[Données d'entrée]:
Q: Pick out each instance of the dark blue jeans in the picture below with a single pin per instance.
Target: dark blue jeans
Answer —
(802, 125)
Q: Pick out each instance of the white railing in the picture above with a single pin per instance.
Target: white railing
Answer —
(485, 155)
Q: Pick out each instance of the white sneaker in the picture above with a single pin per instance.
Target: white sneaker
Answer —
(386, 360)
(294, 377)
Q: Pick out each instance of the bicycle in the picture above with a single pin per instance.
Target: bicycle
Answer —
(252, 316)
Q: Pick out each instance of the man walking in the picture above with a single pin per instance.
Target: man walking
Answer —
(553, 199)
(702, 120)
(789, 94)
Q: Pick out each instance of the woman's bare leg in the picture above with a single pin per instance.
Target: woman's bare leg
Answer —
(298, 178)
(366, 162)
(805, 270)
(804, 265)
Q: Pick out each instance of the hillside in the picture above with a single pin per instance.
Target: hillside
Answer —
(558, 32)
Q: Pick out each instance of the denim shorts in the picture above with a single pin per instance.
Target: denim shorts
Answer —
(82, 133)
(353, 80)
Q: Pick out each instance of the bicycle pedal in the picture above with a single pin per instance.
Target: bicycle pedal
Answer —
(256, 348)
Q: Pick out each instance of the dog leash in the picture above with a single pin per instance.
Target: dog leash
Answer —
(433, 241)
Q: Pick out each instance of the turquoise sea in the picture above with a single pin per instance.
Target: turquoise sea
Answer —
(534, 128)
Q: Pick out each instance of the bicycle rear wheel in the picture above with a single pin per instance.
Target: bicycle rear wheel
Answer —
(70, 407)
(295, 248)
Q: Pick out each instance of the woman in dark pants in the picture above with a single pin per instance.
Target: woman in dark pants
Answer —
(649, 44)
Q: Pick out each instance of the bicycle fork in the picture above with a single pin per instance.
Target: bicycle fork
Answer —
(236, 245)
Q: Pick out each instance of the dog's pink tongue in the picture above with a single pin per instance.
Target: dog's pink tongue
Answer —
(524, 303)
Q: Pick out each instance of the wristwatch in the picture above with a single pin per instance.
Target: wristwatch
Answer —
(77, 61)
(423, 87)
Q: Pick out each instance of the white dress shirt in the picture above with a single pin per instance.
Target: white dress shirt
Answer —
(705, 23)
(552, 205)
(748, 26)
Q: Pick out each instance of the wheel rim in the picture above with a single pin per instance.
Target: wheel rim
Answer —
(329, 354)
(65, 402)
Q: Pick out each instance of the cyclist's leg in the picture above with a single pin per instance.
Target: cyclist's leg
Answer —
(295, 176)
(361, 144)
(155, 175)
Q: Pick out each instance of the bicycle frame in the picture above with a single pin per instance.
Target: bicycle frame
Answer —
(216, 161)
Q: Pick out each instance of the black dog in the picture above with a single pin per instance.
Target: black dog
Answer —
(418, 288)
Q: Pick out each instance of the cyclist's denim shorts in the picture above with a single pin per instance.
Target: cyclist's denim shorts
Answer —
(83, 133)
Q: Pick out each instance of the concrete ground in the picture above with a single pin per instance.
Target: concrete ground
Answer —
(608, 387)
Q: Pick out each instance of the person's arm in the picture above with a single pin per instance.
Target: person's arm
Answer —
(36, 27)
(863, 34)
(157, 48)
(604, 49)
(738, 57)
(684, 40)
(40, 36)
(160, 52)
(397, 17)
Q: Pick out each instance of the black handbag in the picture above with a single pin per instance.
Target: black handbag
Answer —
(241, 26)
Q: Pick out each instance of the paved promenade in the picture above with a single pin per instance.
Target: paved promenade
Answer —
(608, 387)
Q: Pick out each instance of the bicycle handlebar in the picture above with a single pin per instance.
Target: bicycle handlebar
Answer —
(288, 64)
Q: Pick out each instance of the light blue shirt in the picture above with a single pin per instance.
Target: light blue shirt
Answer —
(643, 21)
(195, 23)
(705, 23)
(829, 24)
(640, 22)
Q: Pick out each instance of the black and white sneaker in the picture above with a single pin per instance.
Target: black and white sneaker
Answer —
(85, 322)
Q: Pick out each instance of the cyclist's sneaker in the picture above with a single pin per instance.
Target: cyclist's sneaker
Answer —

[Objectif de la tâche]:
Reproduisez à l'identique l'ensemble des lignes ci-dessus, de la première à la dernière.

[Résultat attendu]:
Q: Pick out each instance of the dark blue jeans in the picture below with a single pin per instance.
Target: dark blue jeans
Answer —
(802, 125)
Q: Pick out each instance of the white railing in the picture above with a single pin per instance.
Target: white railing
Answer —
(485, 155)
Q: Pick out each instance of the white sneaker in the picture above with a single pin per instance.
Target: white sneaker
Answer —
(386, 360)
(294, 377)
Q: Pick out each instance of the bicycle in the picture above with a single pin per instance.
Target: bicycle
Answer —
(252, 316)
Q: Pick out each instance of the man walking in the picture above with a single pin per instance.
Target: man walking
Answer —
(553, 199)
(702, 120)
(789, 94)
Q: Pick out each instance of the woman's bare leg in the picture above with a single pin per instance.
Target: woman's bare leg
Answer —
(298, 178)
(366, 162)
(805, 270)
(804, 265)
Q: Pick out each instance of the hillside in the picture above with a single pin per instance.
Target: hillside
Answer —
(558, 32)
Q: Pick out each instance of the denim shorts in the picture above with a single pin per instance.
Target: denim shorts
Answer —
(82, 133)
(353, 80)
Q: Pick out each instance of the bicycle pedal in the picture above with a single pin per instance.
Target: bicycle pedal
Answer —
(256, 348)
Q: Pick out each instance of the dog leash in the picture above with a single pin per instance.
Target: dog leash
Answer —
(433, 241)
Q: Pick out each instance of the turquoise sea in the picture above with a single pin per instance.
Target: turquoise sea
Answer —
(534, 128)
Q: Pick out each instance of the bicycle rear wheel in the picture above with a single pin per instance.
Target: bicycle rear wheel
Answer —
(70, 407)
(295, 248)
Q: Pick out each instance of the woman in dark pants in the picture above with a single pin per instance.
Target: woman in dark pants
Answer —
(649, 44)
Q: Pick out each instance of the bicycle fork in the picture above with a single pin per instance.
Target: bicycle fork
Answer —
(236, 245)
Q: Pick out each instance of the dog's pink tongue in the picture above with a single pin per instance.
Target: dog's pink tongue
Answer —
(524, 303)
Q: Pick out each instance of the wristwatch in the picture above with a single pin per instance.
Target: wristwatch
Answer —
(77, 61)
(423, 87)
Q: Pick out each instance of the white dress shirt in the picture above with a single pin per instance.
Target: white dress shirt
Answer —
(705, 23)
(552, 205)
(748, 26)
Q: Pick out each instance of the wheel rim in the picture above with a single pin per instance.
Target: wheel rim
Answer —
(329, 354)
(65, 402)
Q: Pick out each instance of the cyclist's leg in the picture above with a single pin per instance.
Target: cyclist's leg
Answer —
(295, 176)
(361, 144)
(155, 175)
Q: Pick out each instance of the bicycle frame in the picture above with a single pin per instance.
Target: bicycle frame
Answer —
(216, 161)
Q: Pick out each instance of the black dog in the picture above with a single pin per instance.
Target: black dog
Answer —
(418, 288)
Q: Pick out each instance of the cyclist's denim shorts in the picture above with a single pin per instance.
Target: cyclist's denim shorts
Answer —
(83, 133)
Q: Pick out each instance of the concrete ground in the picture above with a single pin per instance.
Target: concrete ground
Answer —
(608, 387)
Q: Pick out each instance of the person's arm in the picture above with a single pin per instance.
Target: person's arm
Answer —
(36, 27)
(863, 34)
(157, 48)
(604, 49)
(738, 57)
(684, 40)
(40, 36)
(160, 52)
(397, 17)
Q: Pick out each instance of the black handbag in the picture above with a single pin per instance.
Target: black handbag
Answer —
(241, 26)
Q: Pick out each instance of the paved promenade in the picture above with a single pin per instance.
Target: paved promenade
Answer —
(608, 387)
Q: Pick out each instance of the bicycle handlebar in the picture above with a single pin per instance.
Target: bicycle handlebar
Answer —
(288, 64)
Q: Pick out each instance of the light blue shirt in the picture above with a single pin per instance.
Target: light blue shirt
Answer —
(643, 21)
(195, 23)
(705, 23)
(829, 24)
(640, 22)
Q: Pick out each instance of the black and white sneaker in the picture above with a single pin per instance.
Target: black and white sneaker
Answer —
(85, 322)
Q: Pick out each instance of the cyclist's sneaker in the picture above with a single pin per instance.
Target: cyclist's sneaker
Answer —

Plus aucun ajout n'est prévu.